## Start

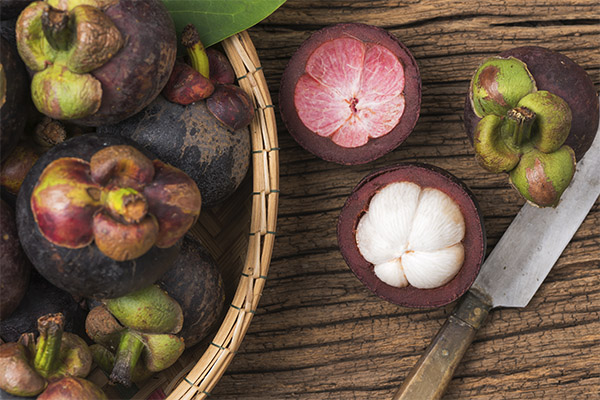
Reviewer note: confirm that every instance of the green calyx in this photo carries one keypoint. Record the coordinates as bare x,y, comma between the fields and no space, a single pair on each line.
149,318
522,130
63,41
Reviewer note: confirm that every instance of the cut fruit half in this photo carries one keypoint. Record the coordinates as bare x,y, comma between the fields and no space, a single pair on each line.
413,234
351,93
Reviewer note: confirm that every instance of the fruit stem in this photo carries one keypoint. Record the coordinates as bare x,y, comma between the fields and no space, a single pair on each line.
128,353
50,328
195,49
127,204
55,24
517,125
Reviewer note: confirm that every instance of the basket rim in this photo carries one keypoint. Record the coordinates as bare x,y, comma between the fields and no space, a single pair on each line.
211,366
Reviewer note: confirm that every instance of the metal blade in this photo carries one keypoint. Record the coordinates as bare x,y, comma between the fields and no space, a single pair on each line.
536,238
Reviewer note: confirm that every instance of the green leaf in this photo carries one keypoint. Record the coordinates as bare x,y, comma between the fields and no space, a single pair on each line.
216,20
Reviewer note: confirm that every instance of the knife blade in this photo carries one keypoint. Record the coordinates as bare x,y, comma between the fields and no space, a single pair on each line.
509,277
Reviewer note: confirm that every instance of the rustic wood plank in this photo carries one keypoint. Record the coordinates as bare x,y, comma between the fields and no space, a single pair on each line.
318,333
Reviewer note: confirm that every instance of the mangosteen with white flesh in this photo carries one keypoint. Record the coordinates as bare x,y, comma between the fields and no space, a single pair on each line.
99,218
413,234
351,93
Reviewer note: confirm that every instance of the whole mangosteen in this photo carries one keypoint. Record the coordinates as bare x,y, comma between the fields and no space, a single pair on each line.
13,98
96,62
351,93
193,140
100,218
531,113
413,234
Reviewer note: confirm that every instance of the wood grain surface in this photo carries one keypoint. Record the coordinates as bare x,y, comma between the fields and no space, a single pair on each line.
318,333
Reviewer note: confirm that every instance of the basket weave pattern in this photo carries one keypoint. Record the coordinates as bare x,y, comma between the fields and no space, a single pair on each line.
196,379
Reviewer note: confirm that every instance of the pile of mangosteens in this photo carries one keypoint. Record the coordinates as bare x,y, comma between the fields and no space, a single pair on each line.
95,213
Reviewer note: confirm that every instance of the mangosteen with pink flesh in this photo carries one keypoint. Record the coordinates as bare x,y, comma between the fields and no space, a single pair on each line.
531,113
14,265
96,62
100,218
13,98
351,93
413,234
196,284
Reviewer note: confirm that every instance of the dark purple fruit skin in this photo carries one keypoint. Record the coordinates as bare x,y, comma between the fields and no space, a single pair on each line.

## End

EXERCISE TASK
Repeat only the lines running from the line that contains "Reviewer note: confirm that every instance of the pile" through the last line above, inclusive.

RESPONSE TO THE TASK
Reviewer note: confirm that every instance of the pile of mangosteens in this photo carries one keypoint. Record the coordinates as bare x,y, comma between the fields and no space, a single pair on each line.
95,213
Reviewer note: confirm that every instance of the mangosteen with pink flesh in this photo carries one keypoint. Record the coordinates as bare x,y, comma between the fields and no space, a single pair on each line.
531,113
14,265
96,62
100,218
13,98
351,93
413,234
196,284
Reviewer note: confirm that every instance of the dark purple fruit skin in this photo carries one keypoint. Record the coordinates as bare x,y, comma between the fields and no space, a single pair on each line.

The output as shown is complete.